*What to produce*: Filter the listing below and copy out every line that contains the string "Give", matching case exactly.
• • • • • • •
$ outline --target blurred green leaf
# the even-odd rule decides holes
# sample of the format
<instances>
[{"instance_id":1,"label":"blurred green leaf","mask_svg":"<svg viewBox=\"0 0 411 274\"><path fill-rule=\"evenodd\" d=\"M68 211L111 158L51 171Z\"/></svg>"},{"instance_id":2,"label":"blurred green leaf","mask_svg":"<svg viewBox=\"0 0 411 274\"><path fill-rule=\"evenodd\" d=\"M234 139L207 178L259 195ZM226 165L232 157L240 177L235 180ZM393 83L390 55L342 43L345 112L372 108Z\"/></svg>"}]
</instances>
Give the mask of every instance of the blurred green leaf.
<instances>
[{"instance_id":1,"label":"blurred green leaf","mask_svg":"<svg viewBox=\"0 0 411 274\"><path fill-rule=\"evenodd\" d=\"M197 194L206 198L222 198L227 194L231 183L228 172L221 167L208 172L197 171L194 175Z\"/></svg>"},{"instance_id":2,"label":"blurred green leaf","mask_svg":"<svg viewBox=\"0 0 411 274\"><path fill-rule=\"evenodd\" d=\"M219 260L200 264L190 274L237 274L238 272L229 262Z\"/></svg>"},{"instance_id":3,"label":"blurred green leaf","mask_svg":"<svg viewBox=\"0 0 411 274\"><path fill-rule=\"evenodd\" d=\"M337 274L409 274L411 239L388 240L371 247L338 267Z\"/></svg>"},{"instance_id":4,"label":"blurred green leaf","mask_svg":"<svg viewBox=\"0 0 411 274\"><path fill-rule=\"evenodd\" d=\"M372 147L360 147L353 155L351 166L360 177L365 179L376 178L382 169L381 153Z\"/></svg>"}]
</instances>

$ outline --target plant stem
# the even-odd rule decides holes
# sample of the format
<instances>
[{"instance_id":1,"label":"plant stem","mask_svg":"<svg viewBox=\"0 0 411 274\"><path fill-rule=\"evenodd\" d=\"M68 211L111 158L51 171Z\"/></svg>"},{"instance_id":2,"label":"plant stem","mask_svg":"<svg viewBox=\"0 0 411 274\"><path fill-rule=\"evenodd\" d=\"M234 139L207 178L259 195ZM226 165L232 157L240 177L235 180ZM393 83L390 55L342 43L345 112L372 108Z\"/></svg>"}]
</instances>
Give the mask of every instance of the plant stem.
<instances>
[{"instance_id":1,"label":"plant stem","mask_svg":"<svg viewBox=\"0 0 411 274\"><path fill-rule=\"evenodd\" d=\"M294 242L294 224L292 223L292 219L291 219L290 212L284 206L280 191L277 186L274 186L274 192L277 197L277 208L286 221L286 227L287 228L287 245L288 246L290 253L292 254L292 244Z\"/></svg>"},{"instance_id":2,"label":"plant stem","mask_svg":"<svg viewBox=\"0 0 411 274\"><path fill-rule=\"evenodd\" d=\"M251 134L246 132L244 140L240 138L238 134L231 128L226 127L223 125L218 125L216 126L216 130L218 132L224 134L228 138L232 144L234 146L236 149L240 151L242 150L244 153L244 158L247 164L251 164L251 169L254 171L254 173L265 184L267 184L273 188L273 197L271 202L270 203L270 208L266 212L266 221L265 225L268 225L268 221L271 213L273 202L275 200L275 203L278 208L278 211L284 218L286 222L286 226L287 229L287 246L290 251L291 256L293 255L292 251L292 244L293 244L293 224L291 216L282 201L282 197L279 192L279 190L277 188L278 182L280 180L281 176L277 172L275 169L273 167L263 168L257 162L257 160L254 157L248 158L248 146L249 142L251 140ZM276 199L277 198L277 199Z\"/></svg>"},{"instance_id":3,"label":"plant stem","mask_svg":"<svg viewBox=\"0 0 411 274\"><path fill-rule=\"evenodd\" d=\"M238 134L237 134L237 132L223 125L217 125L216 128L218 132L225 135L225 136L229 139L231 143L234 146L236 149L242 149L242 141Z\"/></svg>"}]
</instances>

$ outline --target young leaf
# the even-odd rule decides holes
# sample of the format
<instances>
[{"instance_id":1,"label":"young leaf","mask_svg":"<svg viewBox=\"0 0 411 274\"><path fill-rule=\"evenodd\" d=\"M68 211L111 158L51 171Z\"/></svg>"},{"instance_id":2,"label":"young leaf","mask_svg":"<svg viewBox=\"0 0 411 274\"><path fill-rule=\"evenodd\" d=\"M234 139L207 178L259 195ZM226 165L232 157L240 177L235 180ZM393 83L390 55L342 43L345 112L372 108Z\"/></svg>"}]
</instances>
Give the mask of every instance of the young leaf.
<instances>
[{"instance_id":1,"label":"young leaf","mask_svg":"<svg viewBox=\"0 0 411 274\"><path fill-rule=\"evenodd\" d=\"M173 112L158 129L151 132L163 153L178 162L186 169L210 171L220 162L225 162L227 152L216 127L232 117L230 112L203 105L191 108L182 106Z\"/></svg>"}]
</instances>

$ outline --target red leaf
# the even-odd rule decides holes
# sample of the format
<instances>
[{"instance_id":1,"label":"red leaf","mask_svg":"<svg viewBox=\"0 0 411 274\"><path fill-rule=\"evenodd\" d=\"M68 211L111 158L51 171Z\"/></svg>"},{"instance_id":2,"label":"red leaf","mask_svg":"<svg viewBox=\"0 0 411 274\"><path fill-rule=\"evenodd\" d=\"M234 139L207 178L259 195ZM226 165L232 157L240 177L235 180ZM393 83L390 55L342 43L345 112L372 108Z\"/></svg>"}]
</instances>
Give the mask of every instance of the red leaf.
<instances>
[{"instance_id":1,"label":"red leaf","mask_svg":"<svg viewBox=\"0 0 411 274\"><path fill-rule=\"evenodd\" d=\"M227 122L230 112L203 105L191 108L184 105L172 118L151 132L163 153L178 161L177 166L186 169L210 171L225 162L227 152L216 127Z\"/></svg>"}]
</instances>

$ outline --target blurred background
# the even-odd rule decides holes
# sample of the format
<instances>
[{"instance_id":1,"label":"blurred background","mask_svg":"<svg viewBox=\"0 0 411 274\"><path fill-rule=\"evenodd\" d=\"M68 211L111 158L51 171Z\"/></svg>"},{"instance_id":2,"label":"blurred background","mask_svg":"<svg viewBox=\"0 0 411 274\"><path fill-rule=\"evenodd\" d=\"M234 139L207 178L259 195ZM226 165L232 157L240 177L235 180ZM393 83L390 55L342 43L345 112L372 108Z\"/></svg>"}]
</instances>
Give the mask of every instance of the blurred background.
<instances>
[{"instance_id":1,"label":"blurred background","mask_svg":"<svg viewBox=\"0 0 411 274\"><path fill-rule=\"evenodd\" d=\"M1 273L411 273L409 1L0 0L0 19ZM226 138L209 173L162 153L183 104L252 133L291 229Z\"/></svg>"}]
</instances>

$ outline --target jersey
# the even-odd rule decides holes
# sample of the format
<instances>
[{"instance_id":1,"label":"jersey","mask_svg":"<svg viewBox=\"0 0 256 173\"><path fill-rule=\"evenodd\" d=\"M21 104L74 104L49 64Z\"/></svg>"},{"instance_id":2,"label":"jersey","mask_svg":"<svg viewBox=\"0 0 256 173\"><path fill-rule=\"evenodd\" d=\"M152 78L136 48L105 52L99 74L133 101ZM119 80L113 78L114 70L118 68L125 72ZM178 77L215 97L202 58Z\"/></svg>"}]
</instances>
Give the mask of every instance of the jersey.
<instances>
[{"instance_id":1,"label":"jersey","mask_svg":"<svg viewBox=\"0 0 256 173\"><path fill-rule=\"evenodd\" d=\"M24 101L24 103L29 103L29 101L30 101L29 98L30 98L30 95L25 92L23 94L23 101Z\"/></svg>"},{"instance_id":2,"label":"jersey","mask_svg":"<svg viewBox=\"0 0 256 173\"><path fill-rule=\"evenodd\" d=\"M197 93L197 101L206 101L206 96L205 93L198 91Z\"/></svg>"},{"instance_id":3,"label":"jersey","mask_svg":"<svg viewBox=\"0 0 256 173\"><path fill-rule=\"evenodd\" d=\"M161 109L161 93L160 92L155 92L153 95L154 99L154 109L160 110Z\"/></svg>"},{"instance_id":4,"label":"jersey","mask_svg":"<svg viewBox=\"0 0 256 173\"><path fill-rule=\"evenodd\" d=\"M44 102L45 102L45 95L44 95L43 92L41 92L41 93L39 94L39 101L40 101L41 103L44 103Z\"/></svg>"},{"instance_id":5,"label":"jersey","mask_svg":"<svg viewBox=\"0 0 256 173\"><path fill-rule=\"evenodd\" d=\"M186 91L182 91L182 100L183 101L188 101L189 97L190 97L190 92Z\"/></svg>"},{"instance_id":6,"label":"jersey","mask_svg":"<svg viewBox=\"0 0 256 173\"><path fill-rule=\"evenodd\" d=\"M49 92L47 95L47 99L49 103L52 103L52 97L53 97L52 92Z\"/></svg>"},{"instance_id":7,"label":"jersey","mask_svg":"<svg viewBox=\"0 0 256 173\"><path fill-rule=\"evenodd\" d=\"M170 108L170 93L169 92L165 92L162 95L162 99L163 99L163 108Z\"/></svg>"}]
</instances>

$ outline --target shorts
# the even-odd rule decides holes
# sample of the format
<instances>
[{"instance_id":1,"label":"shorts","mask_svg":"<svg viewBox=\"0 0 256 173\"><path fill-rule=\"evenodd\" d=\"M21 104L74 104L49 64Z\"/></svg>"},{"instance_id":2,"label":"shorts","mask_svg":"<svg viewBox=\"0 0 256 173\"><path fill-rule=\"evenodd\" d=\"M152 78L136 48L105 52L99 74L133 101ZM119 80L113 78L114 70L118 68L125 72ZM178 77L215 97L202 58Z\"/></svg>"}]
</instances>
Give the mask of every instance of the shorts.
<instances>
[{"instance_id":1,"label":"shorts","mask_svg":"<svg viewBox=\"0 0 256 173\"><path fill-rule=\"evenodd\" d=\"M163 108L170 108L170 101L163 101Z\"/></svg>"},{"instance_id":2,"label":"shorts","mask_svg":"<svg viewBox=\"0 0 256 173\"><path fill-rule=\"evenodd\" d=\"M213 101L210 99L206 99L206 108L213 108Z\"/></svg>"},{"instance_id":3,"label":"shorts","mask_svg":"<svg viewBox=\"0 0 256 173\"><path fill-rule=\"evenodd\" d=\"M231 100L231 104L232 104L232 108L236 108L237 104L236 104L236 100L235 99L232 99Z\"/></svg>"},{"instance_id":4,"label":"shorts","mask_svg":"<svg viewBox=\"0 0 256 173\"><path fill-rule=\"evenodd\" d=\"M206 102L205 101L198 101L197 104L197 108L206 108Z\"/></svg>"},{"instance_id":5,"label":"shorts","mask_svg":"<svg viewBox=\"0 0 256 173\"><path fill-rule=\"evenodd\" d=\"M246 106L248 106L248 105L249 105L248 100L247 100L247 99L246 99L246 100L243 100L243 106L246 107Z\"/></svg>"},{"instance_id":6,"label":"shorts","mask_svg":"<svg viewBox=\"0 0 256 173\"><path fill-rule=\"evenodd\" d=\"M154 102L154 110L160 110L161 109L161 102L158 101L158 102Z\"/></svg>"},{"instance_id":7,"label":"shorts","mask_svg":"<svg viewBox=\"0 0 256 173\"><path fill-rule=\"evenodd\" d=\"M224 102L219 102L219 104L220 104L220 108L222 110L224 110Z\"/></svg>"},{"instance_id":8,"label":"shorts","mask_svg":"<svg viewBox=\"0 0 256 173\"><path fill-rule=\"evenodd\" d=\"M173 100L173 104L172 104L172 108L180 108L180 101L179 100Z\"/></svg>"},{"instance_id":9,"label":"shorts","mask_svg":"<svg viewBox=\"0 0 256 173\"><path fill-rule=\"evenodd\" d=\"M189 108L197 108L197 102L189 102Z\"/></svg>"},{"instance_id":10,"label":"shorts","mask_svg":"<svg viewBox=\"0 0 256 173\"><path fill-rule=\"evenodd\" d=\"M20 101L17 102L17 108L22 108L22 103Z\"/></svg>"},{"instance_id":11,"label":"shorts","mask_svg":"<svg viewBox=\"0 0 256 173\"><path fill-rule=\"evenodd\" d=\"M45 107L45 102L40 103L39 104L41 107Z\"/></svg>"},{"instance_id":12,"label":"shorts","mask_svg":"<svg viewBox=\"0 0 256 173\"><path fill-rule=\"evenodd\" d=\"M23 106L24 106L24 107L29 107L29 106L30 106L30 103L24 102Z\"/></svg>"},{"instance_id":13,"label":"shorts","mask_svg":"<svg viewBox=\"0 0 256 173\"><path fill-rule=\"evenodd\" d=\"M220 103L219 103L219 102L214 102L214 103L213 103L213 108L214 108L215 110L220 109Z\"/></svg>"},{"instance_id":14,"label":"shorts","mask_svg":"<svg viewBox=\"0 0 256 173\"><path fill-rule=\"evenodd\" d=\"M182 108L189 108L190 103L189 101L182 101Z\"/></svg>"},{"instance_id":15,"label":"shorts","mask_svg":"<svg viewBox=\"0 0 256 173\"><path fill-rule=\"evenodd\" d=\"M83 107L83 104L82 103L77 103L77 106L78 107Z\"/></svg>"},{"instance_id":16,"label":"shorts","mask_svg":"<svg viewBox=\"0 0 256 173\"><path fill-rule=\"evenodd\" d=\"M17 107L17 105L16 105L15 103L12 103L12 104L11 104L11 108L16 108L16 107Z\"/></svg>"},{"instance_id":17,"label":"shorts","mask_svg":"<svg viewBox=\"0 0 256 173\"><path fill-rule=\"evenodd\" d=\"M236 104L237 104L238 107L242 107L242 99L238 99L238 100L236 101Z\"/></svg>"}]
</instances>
• • • • • • •
*Finished answer*:
Give the mask of every instance of the blurred green leaf.
Give the mask of every instance of the plant stem.
Give the mask of every instance of the young leaf.
Give the mask of every instance of the red leaf.
Give the mask of every instance of the blurred background.
Give the mask of every instance of the jersey.
Give the mask of every instance of the shorts.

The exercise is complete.